*PROBLEM REQUIREMENTS:* Starting at the line with "of the short" in it, reproduce each line below through the last one, exactly, and include nothing else.

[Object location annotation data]
##########
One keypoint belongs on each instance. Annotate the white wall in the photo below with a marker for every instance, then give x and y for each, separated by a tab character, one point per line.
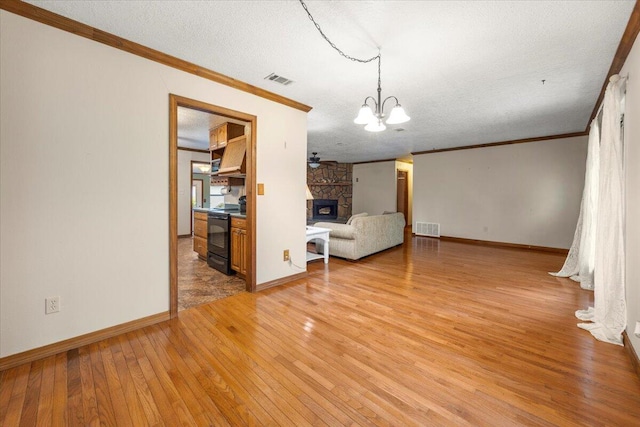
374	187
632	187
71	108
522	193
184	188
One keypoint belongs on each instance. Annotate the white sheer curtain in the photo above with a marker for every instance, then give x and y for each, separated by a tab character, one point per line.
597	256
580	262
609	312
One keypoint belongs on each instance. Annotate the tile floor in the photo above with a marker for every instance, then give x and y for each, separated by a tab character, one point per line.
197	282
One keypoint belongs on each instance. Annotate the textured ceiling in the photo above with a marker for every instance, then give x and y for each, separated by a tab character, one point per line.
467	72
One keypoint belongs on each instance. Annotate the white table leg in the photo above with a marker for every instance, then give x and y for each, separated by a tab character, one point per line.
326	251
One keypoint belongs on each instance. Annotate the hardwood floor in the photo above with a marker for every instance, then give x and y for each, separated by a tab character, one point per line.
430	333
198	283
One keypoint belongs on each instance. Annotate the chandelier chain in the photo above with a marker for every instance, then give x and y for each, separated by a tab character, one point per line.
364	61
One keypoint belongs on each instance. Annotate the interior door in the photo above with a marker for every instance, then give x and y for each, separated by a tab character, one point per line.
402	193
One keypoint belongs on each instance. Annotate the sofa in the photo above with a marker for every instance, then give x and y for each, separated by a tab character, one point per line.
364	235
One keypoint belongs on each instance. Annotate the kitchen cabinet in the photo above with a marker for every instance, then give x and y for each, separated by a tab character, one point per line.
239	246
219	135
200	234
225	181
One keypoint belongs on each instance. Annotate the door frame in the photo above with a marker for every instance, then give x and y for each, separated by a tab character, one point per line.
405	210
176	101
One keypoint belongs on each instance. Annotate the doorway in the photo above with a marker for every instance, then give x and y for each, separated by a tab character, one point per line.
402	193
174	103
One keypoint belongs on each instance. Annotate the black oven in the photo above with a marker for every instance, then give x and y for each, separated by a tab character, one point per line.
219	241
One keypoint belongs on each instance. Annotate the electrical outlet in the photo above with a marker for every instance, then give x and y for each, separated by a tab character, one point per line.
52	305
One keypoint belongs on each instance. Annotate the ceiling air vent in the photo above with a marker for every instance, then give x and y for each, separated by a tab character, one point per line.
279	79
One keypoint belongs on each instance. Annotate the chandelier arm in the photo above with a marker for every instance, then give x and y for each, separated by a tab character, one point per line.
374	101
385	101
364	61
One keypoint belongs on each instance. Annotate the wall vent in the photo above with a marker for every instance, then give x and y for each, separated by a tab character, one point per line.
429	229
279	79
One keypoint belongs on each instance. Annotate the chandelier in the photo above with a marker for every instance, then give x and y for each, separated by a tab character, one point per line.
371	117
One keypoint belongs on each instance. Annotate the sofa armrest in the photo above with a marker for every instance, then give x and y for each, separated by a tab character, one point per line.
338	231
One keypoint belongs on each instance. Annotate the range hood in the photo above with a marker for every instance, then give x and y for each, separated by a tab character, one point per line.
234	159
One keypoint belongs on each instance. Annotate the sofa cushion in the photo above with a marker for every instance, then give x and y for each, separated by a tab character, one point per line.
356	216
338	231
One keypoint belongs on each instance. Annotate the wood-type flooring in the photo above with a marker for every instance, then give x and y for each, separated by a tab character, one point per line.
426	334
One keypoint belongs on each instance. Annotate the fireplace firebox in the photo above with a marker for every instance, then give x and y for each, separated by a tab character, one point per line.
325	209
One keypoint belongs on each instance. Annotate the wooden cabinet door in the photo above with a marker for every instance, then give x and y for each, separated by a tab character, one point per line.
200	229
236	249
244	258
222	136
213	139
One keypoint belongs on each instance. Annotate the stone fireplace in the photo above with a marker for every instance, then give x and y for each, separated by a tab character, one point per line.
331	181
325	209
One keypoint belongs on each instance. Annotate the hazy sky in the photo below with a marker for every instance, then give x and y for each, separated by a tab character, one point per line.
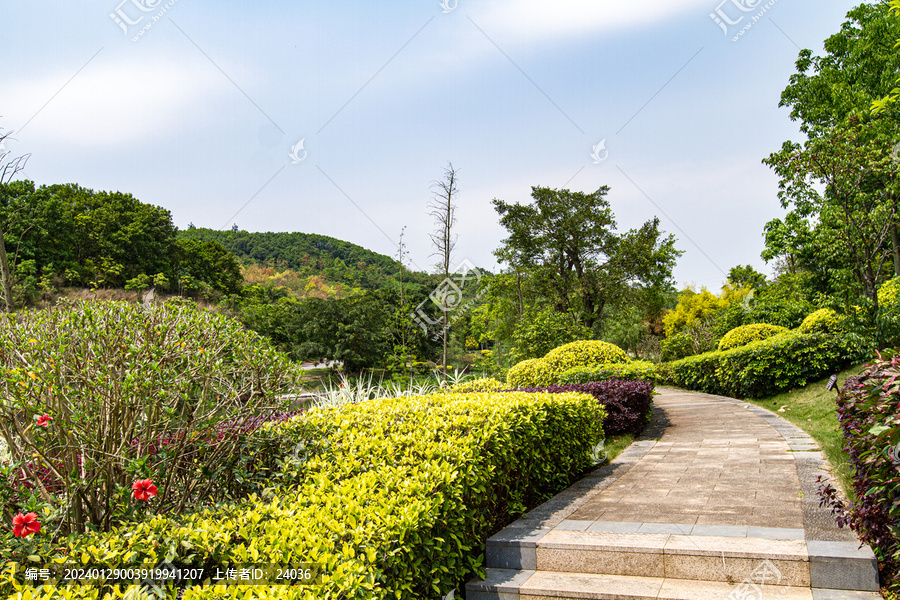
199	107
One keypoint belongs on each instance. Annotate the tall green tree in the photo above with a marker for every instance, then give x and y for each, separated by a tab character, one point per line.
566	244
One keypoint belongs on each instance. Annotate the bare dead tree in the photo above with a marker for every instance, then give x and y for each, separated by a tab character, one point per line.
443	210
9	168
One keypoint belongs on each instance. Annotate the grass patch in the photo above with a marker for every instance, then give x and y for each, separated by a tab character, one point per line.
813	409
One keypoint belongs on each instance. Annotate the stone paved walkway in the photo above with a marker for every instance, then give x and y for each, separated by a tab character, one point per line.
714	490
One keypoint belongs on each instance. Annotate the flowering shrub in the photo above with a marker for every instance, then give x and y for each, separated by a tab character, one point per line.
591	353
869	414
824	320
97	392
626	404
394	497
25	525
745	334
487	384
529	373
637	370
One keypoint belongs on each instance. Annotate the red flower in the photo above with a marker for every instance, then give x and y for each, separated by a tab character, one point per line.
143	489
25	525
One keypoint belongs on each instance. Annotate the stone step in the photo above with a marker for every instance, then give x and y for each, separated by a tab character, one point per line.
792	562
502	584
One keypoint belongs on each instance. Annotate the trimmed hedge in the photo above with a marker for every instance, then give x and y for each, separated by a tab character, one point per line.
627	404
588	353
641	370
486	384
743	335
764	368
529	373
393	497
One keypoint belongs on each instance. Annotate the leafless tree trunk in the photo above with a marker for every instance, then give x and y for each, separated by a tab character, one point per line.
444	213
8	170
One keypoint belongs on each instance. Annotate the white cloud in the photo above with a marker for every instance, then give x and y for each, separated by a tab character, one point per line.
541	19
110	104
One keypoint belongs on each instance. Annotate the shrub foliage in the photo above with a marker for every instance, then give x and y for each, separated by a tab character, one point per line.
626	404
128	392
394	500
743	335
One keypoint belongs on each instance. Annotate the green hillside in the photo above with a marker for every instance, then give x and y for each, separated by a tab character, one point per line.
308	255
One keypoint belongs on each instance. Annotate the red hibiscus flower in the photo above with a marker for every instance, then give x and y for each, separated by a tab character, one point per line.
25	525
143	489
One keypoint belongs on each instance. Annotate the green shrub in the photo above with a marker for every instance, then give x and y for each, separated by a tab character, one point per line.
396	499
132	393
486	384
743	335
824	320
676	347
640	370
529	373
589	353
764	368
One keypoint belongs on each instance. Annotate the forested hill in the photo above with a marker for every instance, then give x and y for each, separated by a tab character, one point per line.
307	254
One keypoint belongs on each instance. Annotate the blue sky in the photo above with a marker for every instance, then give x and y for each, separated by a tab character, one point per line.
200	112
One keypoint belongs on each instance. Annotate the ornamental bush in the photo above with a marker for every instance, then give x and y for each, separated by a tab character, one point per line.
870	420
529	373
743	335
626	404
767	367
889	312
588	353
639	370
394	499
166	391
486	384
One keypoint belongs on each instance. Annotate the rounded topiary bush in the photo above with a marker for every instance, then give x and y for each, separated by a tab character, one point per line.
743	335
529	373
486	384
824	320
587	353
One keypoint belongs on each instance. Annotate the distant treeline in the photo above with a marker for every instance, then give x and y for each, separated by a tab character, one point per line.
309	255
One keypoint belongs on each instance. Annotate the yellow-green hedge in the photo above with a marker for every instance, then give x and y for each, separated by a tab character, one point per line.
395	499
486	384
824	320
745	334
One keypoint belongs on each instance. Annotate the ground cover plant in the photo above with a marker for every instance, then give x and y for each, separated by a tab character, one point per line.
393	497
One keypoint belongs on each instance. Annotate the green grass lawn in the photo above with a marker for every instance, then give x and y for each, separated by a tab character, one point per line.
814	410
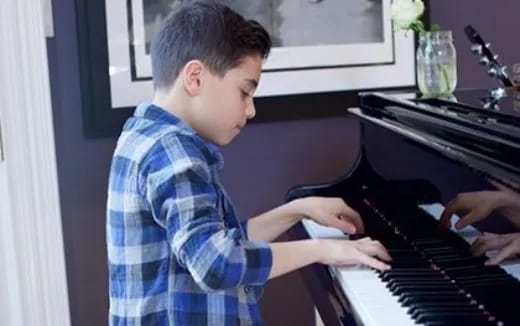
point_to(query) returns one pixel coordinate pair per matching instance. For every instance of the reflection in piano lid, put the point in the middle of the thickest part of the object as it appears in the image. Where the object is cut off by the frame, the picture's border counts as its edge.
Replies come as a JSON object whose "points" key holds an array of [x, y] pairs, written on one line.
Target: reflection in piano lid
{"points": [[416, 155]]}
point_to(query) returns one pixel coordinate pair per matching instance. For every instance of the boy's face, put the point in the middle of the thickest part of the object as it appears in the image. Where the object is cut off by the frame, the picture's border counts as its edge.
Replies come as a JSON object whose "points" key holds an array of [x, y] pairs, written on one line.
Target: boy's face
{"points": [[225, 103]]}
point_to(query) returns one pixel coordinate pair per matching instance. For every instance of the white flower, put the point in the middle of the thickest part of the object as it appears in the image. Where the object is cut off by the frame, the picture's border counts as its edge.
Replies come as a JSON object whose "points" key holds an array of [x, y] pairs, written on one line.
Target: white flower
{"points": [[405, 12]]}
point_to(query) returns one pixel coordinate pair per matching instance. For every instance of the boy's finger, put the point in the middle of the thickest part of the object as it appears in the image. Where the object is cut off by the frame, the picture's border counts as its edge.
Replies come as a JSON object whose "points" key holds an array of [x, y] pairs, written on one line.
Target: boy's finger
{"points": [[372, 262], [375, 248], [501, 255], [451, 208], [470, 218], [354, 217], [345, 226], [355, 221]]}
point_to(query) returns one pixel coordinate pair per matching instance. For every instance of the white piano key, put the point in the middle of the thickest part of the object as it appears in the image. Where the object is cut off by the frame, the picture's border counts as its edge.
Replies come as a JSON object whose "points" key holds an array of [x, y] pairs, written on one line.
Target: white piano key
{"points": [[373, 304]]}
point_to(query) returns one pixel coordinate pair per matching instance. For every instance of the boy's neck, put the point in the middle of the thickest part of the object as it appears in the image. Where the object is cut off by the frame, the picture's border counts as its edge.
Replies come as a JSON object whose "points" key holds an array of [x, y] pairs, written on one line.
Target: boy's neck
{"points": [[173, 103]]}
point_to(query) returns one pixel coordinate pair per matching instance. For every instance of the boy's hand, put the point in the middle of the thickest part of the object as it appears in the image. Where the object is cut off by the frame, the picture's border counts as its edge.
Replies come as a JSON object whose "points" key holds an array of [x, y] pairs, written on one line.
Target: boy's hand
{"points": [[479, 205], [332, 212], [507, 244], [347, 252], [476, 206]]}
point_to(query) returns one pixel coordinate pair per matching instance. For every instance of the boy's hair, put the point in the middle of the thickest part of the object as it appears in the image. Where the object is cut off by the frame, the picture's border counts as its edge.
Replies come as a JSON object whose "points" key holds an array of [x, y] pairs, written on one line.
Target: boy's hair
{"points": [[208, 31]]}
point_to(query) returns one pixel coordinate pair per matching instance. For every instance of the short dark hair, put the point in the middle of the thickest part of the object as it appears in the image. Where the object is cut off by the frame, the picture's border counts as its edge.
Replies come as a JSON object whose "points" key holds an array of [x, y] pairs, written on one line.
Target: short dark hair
##########
*THE ANSWER:*
point_to(query) returns one pixel coordinate pair per matching instance. For every instance of the short dark hair, put the point in the middle of the thickest part of the object as it appears in the image. Where the object is cut off by the frame, the picture's border counts as its edge.
Replies come as a JSON object whose "points" key holds an array of [x, y] pairs, written on one line.
Target: short dark hair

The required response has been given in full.